> **Goal**
Please change every "Query" in the data below to "Prompt" and keep everything else the same. Leave the pictures out of your answer.
╭─ Input data
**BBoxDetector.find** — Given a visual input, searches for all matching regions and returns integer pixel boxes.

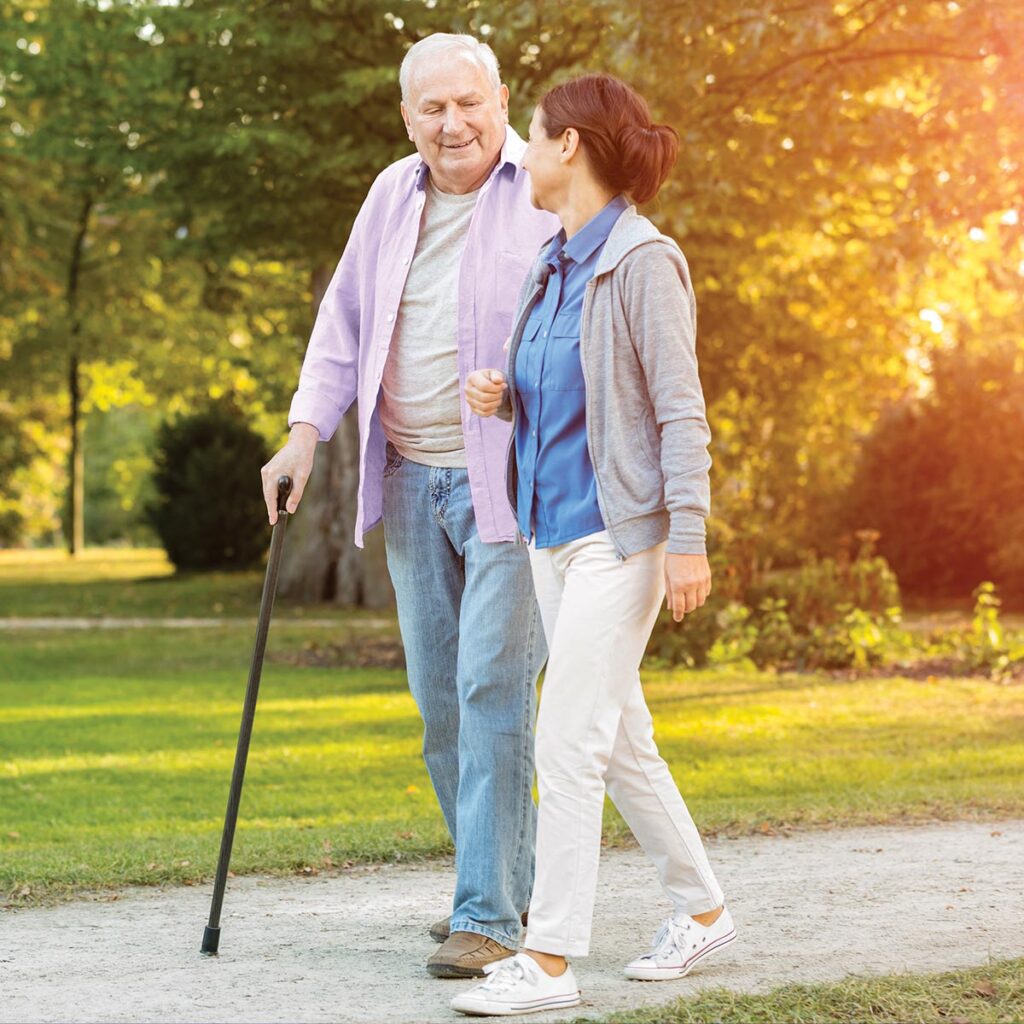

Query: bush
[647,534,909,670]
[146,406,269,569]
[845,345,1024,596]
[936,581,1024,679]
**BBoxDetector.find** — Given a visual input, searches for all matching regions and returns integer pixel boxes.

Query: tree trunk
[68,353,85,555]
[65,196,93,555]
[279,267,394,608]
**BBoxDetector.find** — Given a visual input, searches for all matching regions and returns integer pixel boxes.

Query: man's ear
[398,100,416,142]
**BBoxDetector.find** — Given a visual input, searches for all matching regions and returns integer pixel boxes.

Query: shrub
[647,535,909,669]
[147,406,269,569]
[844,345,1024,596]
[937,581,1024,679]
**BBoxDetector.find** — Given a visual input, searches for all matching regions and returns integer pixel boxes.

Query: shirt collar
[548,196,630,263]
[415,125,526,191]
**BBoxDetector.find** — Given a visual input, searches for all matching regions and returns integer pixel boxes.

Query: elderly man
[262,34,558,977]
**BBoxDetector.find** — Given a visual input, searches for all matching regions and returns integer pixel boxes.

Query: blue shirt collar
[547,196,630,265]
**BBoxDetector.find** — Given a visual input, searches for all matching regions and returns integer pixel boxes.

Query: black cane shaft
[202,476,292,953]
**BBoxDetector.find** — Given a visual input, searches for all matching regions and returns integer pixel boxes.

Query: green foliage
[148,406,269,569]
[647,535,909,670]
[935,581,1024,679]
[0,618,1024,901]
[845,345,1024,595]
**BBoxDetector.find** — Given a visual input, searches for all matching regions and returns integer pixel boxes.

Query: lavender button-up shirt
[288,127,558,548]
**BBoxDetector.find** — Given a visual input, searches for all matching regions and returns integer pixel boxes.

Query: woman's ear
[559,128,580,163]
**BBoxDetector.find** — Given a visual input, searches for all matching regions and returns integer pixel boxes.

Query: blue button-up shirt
╰─
> **Answer to the task**
**BBoxDetector.find** — Given a visual input, searches for all matching regions and returns integer pixel boxes.


Prompt: bush
[647,534,909,670]
[146,406,269,569]
[845,345,1024,596]
[936,581,1024,679]
**BBoxDetector.find** — Given a visual input, searches for all matching regions and returns integer pixel boxes.

Prompt: tree trunk
[68,353,85,555]
[65,196,93,555]
[279,267,394,608]
**BBoxDetector.find** — Given a visual input, searches for all matching regions and returns integer pixel boxes.

Prompt: man's ear
[398,100,416,142]
**BBoxDetector.find** — Given a visual input, searches for all matching regions and returns integer pixel boxes.

Prompt: shrub
[647,535,909,669]
[147,406,269,569]
[844,345,1024,596]
[937,581,1024,679]
**BBoxDetector.find** — Given a visual input, searches for all matching regions and returns integer pixel boxes.

Prompt: shirt collar
[548,196,630,263]
[415,125,526,191]
**BBoxDetector.find** — Given a visual input, searches for all matching regions and returns integer pixel boxes.

Prompt: elderly man
[262,34,558,977]
**BBoxDetector.find** — Given a visual input, searches for all matching regions and returns integer pixel boxes.

Prompt: blue shirt collar
[547,196,630,265]
**BBoxDetector.find** — Given a visual input, searches for all matching regions and returns integer pixel boxes.

Prompt: black cane shaft
[202,476,292,953]
**BBoxDetector.find** — Given a visual input, searches for all matching regions and returns integer pixel boxes.

Prompt: green foliage
[148,406,269,569]
[647,535,909,670]
[935,581,1024,679]
[0,618,1024,901]
[845,345,1024,595]
**BBoxDetector.find** — Given a visual input, searches for all matching regions and returns integer pixel boxes.

Prompt: lavender button-up shirt
[288,127,558,548]
**BBoxDetector.find** — Given a visual input, searches for all matching regions and returns integer pixel boxes.

Prompt: woman's ear
[559,128,580,163]
**BBoxDetector.find** — Given a visual input, searches for all matching regions and returns integer pixel boxes.

Prompt: blue button-up shirt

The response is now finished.